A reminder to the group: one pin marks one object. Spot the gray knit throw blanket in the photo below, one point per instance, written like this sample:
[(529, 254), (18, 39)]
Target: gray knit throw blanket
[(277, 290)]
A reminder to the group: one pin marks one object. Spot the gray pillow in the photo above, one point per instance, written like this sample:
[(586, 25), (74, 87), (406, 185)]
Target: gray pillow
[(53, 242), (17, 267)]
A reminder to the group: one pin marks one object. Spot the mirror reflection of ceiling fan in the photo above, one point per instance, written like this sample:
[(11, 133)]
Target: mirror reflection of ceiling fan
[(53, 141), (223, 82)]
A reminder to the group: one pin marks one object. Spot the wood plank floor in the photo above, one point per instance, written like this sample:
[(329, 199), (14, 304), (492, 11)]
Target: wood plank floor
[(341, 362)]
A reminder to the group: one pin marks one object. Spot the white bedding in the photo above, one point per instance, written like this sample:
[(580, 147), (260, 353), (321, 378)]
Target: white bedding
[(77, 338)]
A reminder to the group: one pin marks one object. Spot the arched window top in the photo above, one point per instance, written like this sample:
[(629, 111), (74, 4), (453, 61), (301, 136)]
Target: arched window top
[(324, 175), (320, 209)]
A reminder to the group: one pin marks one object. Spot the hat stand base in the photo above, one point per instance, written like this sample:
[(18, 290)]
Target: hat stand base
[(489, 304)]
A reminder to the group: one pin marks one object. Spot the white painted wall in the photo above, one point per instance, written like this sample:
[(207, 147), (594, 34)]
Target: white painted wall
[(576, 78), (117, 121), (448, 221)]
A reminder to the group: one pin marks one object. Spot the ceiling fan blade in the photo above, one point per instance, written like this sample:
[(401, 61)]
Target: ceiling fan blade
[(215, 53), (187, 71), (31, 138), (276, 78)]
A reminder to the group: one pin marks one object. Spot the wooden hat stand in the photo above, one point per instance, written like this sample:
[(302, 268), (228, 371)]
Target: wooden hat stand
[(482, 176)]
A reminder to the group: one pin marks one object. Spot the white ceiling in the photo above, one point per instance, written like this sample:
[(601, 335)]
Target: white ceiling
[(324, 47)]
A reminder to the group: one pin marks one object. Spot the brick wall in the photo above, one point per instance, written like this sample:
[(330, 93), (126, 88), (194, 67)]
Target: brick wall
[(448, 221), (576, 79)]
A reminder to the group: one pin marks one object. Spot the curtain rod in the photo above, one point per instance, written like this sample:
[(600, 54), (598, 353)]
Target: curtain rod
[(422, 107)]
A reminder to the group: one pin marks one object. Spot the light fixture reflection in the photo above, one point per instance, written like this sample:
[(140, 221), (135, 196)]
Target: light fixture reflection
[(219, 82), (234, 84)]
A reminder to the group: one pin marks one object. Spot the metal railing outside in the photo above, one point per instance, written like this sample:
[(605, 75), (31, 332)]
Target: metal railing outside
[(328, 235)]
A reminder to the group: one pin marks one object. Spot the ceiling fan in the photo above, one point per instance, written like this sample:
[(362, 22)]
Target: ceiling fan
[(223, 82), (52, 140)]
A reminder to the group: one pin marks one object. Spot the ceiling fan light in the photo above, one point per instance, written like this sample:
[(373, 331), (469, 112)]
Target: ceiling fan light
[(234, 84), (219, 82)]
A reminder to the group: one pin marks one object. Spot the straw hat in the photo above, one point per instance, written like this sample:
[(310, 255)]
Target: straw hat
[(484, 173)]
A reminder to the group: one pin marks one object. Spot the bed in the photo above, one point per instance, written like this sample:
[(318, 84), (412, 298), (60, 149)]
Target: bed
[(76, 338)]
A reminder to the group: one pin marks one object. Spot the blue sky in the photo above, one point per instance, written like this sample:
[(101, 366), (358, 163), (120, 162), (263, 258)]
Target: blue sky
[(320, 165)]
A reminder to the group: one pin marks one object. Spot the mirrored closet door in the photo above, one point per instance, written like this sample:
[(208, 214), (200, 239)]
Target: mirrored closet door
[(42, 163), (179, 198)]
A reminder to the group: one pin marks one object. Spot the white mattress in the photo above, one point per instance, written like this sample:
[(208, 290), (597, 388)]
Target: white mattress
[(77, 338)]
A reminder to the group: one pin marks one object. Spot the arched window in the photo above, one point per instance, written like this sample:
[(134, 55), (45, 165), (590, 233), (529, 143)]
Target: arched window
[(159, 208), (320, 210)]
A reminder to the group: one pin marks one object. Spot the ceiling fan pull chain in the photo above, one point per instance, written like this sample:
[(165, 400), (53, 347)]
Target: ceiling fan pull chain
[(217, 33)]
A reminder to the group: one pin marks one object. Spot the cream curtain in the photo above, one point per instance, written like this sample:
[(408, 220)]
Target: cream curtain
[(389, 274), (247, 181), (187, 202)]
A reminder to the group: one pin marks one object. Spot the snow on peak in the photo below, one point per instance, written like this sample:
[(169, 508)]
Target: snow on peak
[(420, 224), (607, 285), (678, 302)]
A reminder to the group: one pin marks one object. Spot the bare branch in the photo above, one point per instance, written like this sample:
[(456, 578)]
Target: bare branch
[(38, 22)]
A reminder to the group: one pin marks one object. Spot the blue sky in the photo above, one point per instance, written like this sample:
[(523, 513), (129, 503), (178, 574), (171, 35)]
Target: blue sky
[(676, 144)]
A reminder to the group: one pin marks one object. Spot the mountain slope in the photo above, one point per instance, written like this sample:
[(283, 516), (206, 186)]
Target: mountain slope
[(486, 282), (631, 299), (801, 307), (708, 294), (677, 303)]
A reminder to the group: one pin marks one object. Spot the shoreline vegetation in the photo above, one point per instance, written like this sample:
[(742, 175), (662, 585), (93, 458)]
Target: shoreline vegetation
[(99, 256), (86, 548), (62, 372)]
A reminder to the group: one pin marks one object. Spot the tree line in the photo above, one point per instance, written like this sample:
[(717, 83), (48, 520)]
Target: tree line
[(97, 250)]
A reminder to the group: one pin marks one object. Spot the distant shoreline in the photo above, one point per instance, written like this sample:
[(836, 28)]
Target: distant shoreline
------------------------------
:: What the task asks ::
Search the listing for the string "below". Copy each line where it turns up.

:: Solution to the problem ::
A reminder to the group: one pin marks one object. Spot the gray knit throw blanket in the photo below, one point per instance, written like this sample:
A reminder to the group: one pin marks one object. Spot the snow on peak in the photo below, one point per instance, written like this sample:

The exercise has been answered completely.